PASSAGE -
If more and more land is added that must be tended by this one worker, there will eventually be so much land that output starts to decrease as the worker becomes overwhelmed (that is, less labor time, on average, is devoted to each acre). This is the typical stylized result of increasing one productive input while holding the others constant (versus increasing all inputs, generating economies of scale).

==Comparative advantage==

Ricardo was opposed to tariffs and other restrictions on international trade. Ricardo devised an idea that is well known as the theory of comparative advantage (Henderson 827, Fesfeld 325). According to the Washington Council on International Trade, comparative advantage is the ability to produce a good at a lower cost, relative to other goods, compared to another country. In the Principles of Economics, Ricardo states that comparative advantage is a specialization technique used to create more efficient production (52) and describes opportunity cost between producers (53). With perfect competition and undistorted markets, countries tend to export goods in which they have a comparative advantage.

For example, we should think of two countries that both make cards and pencils and use the same amount of time to make one unit of items (see table). Country one can make 4 pencils if they specialize just in pencils at the expense of one card, but this country can also make ¼ of a card at the expense of one pencil. The same logic goes for country two: if country two makes only pencils, it will make 2 pencils at the expense of 1 card.

|  | 1 card | 1 pencil |
|---|---|---|
| Country one | 4 pencils | 1/4 of a card |
| Country two | 2 pencils | 1/2 of a card |

If country two specializes only in cards, it will make ½ of a card at the expense of a pencil. For this example, country one has a comparative advantage in pencils over country two (4 pencils to 2 pencils), whereas, country two has a comparative advantage in cards over country one (½ of a card to ¼ of a card). In Ricardo's idea of comparative advantage, these two countries should specialize in what they do best. According to The Fortune Encyclopedia of Economics, Ricardo's idea of comparative advantage is "the main basis for most economists' belief in free trade today" (827).

==Contemporary use==
Though David Ricardo was of the 19th century, many people use his work in everyday economics. Ricardo's theory on economic rent consisted mostly of an agricultural model featuring farmers and landowners. Since highly productive land was desired for more crops and the market would pay the same price for crops grown on both favorable and unfavorable land, farmers were eager to pay more for highly productive land to grow more crops for the extra money (Henderson 827).

INFORMATION PROVIDED -
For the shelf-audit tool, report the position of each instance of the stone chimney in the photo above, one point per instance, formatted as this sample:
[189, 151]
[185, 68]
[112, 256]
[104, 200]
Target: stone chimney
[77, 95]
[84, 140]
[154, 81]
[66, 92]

DIRECTIONS -
Extend the passage on David Ricardo's economic theories, picking up after its final sentence.

TASK RESPONSE -
Ricardo also had another influential theory: minimum wages. He knew that once the population rose more greatly, the demand for jobs would increase, making the wages decrease to a level that would not support people because many were willing to take the low-paying jobs to survive (St. Clair 9, Fusfeld 325). This observation of minimum wage work is especially relevant today when looking at the controversy with the enforcement of a minimum wage law. In Ricardo's book, On the Principles of Political Economy and Taxation, he is saying that the jobs we give more value to are paid better than those we do not value as much (11-2).

To Ricardo, value had much to do with the cost of production, which included wages and profit (St. Clair 27) and how much you paid a worker affected the price you put on the item. He also believed the value of a product was related to the quality of labor necessary for the production (Principles of Political 5). An example of this would be paying a slightly higher price for an item that is handmade, rather than being manufactured. Though this is true, Ricardo also thought the labor or machine itself should be considered when selling an item and that a little of every item should be priced to include this factor of labor (St. Claire 24).

Ricardo addressed many of the issues we face today in our economic world, such as minimum wage and rent (Fusfeld 325). These issues are perhaps as important today as they were in the 19th century, which is why David Ricardo's economic theories are still an important part of modern economics.